--- What to produce ---
In your reply, print every line of the listing exactly and omit all images.
Start of Given entries
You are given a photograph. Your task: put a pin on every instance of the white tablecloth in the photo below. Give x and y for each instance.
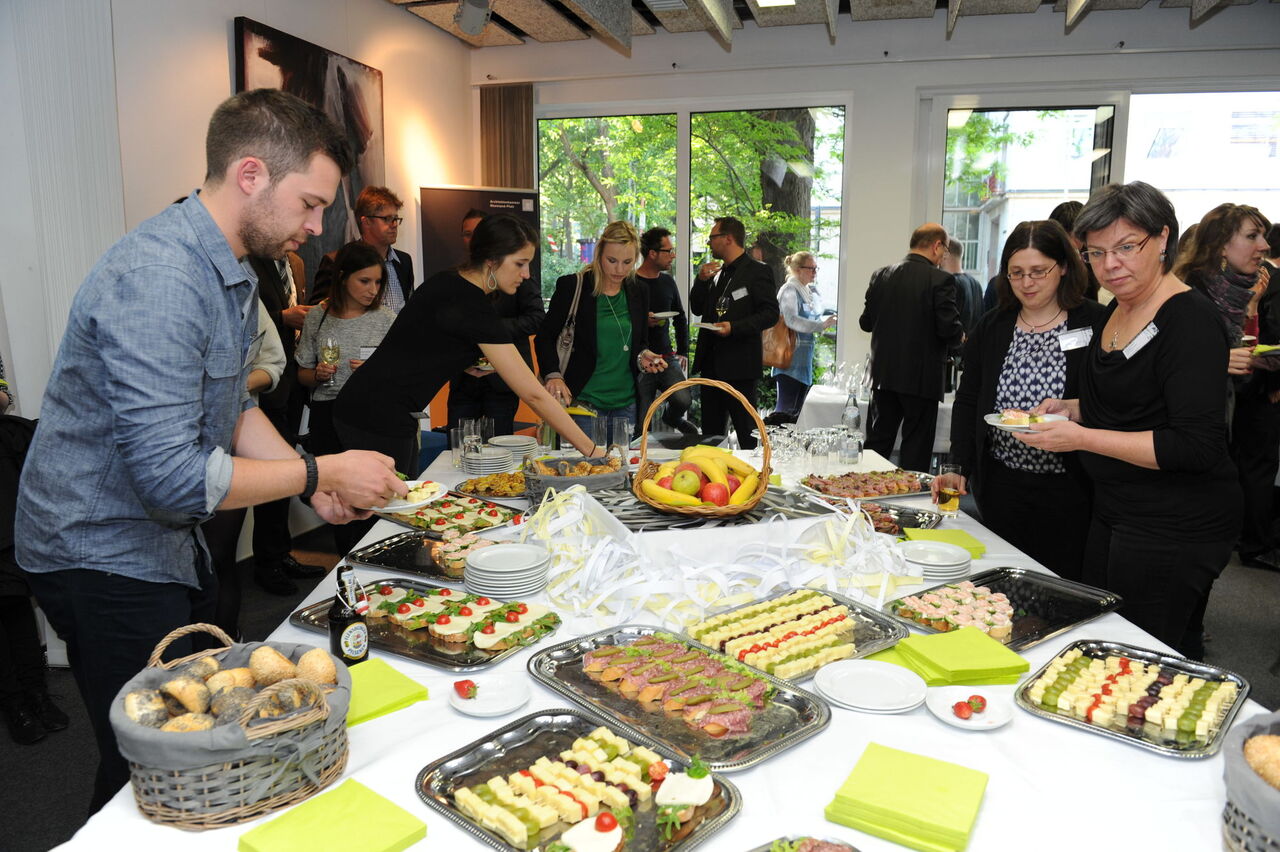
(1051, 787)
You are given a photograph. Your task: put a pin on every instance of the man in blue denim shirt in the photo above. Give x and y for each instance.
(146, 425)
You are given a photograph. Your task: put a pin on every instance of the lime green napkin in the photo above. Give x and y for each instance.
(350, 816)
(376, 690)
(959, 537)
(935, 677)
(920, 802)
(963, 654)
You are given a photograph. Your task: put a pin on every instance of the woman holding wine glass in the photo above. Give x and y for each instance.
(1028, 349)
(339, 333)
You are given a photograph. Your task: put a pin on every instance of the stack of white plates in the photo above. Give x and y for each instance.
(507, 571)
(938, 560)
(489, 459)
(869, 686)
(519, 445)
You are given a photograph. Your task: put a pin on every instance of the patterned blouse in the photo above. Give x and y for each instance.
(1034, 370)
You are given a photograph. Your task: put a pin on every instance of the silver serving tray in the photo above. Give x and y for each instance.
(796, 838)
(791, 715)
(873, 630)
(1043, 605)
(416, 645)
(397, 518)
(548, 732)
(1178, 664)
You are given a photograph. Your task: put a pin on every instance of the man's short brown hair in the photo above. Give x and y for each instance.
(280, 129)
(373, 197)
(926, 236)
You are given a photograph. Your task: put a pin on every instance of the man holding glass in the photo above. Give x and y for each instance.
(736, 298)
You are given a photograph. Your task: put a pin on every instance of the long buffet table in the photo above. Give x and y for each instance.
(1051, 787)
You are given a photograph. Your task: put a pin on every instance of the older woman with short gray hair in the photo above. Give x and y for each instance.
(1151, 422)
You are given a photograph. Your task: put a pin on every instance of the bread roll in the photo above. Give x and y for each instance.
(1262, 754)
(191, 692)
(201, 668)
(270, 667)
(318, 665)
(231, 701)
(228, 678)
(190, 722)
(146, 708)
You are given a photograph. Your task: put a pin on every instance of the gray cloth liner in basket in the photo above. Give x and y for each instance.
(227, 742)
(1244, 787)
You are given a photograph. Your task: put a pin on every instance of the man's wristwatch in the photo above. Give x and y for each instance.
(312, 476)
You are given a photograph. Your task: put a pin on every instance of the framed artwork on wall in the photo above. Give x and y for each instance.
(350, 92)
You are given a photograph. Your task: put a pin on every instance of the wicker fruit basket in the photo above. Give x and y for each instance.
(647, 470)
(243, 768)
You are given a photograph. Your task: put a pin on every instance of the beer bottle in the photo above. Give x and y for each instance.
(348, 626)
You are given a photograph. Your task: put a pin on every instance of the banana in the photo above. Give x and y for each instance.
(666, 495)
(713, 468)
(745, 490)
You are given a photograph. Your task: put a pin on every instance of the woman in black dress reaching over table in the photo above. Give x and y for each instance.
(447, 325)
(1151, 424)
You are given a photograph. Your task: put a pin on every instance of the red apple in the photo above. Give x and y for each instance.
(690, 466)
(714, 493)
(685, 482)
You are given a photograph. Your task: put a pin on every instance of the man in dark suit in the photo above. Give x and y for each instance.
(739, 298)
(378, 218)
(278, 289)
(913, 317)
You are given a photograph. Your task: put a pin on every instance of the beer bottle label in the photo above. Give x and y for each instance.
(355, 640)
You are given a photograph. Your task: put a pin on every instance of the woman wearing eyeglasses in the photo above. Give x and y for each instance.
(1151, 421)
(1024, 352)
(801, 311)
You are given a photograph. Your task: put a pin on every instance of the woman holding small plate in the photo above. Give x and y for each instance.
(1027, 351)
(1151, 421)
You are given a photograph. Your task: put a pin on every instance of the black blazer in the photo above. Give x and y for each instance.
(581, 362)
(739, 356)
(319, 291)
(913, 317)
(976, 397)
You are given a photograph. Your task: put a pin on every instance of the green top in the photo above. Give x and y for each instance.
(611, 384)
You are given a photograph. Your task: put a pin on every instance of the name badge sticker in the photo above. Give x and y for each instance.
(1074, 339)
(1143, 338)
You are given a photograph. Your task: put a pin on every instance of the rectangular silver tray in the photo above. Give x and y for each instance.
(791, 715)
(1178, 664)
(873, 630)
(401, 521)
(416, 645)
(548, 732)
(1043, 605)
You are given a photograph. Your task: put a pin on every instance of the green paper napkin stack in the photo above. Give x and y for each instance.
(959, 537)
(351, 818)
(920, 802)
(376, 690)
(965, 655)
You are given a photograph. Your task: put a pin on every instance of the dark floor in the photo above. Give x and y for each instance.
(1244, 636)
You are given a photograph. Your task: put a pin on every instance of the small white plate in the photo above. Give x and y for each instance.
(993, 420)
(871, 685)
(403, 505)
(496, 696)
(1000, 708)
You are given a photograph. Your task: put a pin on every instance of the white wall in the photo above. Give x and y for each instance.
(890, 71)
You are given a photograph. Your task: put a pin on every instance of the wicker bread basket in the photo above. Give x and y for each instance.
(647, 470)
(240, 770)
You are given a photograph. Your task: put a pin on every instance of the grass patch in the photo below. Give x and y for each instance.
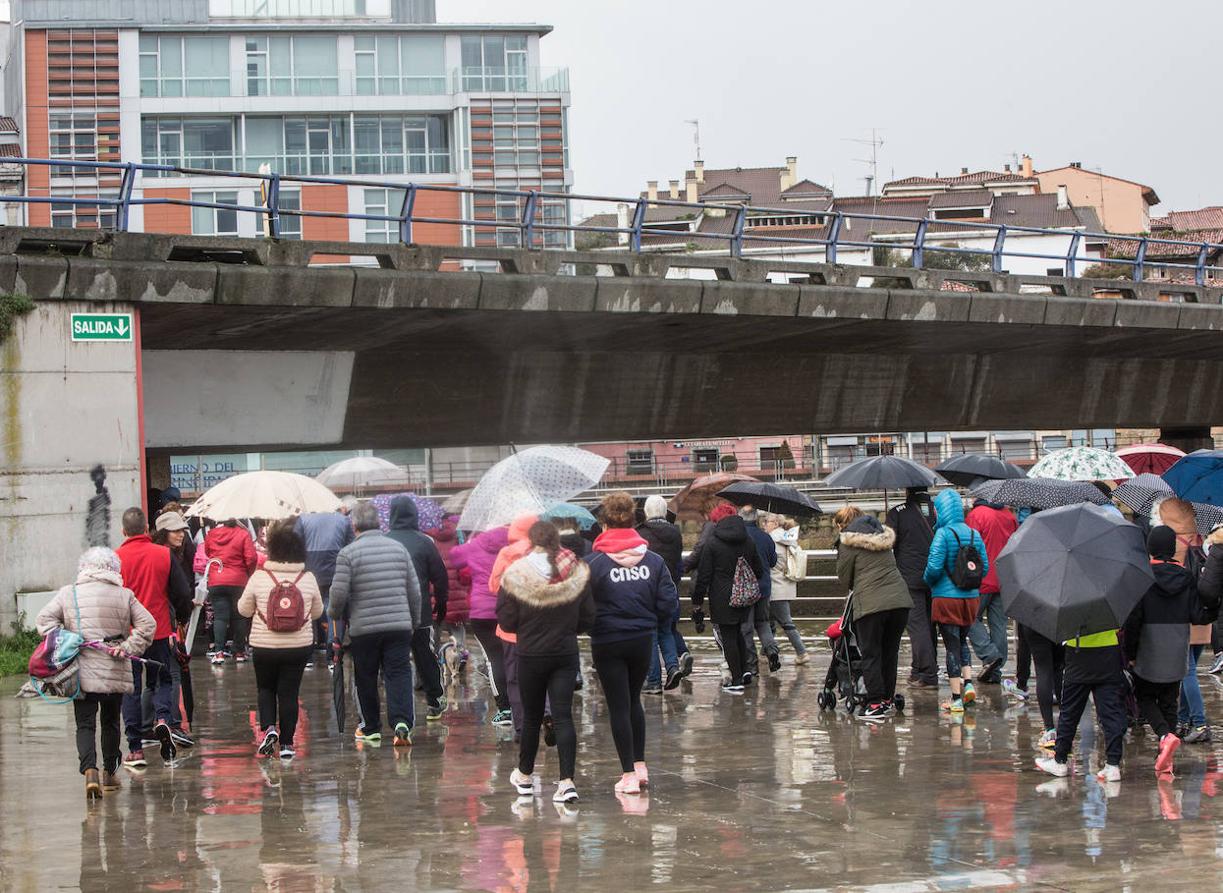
End of Given entries
--- Exercise response ---
You are given a photograph. Your task: put a pin on every instance of the white tablecloth in the photo below. Give x and y for each instance.
(1051, 787)
You are given a photograph. Your task: put a pin on every instance of the man in blue denim shirt in the photo above. Give x and y for each instance.
(146, 425)
You are given a photograph. Your task: put a pin on every instance of the lime green napkin in the photo above. Give x and y for each instance.
(350, 816)
(376, 690)
(959, 537)
(935, 677)
(920, 802)
(963, 654)
You are given a photograph. Your task: put a pin on every instance of the woman holding wine glass in the photo above. Give x and y for each instance.
(1028, 349)
(339, 333)
You are given a photograph. Your task: put a pin on every instance of the stack of white plates in the photo above. Give x and y for each instance.
(507, 571)
(938, 560)
(489, 459)
(869, 686)
(519, 445)
You are given a photograph. Your task: put a pin on every instance of the patterned blouse in the photo above. Give x and y for each instance.
(1034, 370)
You are given a photograph. Your task: put a pin on every instance of the silver serving tray in the photo above. Give x and y for each instance.
(796, 838)
(791, 715)
(873, 630)
(1043, 605)
(416, 645)
(397, 518)
(548, 732)
(1178, 664)
You are given a photograph. Your task: put a pin on every instance of the man's short brown hair in the photo above. Give x and y for each instance.
(280, 129)
(373, 197)
(926, 236)
You are given a photograph. Your task: put a pin on every instance of the man holding glass in the photo above. Give x and y for each instance.
(736, 298)
You are given a photograph. Your task: put a pin on every instance of the long buffet table in the photo above. Give x and y for each instance.
(1051, 787)
You are given a photograph. Your task: put a pin on every instance of the older woman with short gray hair in the photo above. Give x and y for each instance.
(1151, 422)
You are given a photograph. Your task: put a pin on every instance of the bread roll in the photo above. Give x and y for each instance.
(1262, 754)
(191, 692)
(201, 668)
(270, 667)
(318, 665)
(231, 701)
(228, 678)
(190, 722)
(146, 708)
You are given a photograph. Your task: put a pin on every instance of the gray cloth liner in basket in the photo above. Give x and y for each instance.
(227, 742)
(1244, 787)
You are given a photograph. Your task: put a pin on every instance of the man's wristwatch in the photo above. Give x and y for each instance.
(312, 476)
You are given a photograph. Your task: put a pin on every instance of the framed artwork on wall in the photo above. Give x and y for each instance.
(350, 92)
You are given a photograph. Your task: put a pin on every instance of the wicker fruit basket in the photo above. Give x and y for each instance.
(647, 470)
(243, 768)
You are given a photograph. Your task: put a pin on every instance of the beer bottle in the photo above. Give x and y for each instance.
(348, 626)
You are given a photograph. Your task: put a pin on every instance of the banana in the photo above. Give x and y for each instance.
(666, 495)
(713, 468)
(745, 490)
You are given a photograph. Your task: put a pin on every instance of the woman in black dress reaching over table in the photo above. Give x and y for each instance.
(447, 325)
(1151, 424)
You are given a photograph. Your task: put a pin on every instance of the red apple in the photo above. Give x and y for each instance.
(690, 466)
(714, 493)
(685, 482)
You are given a photograph. Your task: put a pin on every instance of the man in dark suit in the photo above. Give x and y for each instance.
(739, 298)
(378, 218)
(278, 289)
(913, 317)
You are given a photograph. Your task: put a pin on every instance of the beer bottle label in the photo above. Give x and y for each instance.
(355, 640)
You are given a photograph. Your task: put a pin on every instance of the woman wearing eyeglasses in the photo above. Give x and y for each instance.
(1151, 421)
(1024, 352)
(801, 311)
You are given a photograph. Your task: put a pin on every instance of the woman holding small plate in the photo above. Give x and y for each instance.
(1027, 351)
(1151, 421)
You are given a photograph. Your task: put a pin on every instance of the black blazer in the photo above. Give x and y for each instance.
(581, 362)
(739, 356)
(319, 291)
(913, 317)
(976, 397)
You are given a photograph. Your task: put a pin on every instance of the green top in the photo above. Give x and y for each instance.
(611, 384)
You are given a photograph. Your task: put a pin on every instance of the name badge sticker in the photo above. Give x and y for each instance.
(1074, 339)
(1143, 338)
You are given a photograph. Your task: put a pin on every instance of the rectangular silver tray in the photo above. Give x and y for each instance.
(791, 715)
(1178, 664)
(873, 630)
(401, 521)
(416, 645)
(548, 732)
(1043, 605)
You are given a photograph. Your task: put a pin on every instance of the green paper napkin stack in the photo above. Give x and y for each instance.
(959, 537)
(351, 818)
(920, 802)
(376, 690)
(965, 655)
You are given a photograph. Your task: put a pin on every instance of the dark floor in the photo above. Give x and y for each instance.
(1244, 636)
You are given a photograph. Your task: put a pin on every instance of the small white plate in the photo above. Give x and y for each instance.
(993, 420)
(871, 685)
(403, 505)
(496, 696)
(1000, 708)
You are given a photograph. Your task: put a pin on every instance of the white wall in the photo above. Give x and y for each instance.
(890, 71)
You are given a photograph. Your task: put a pin on every instance of the wicker bread basket in the photo above. Give x and y for each instance.
(647, 470)
(240, 770)
You are given a photograph. Your task: put a pin on every instance of the grass patch in the photo below. Give x and y for each instance.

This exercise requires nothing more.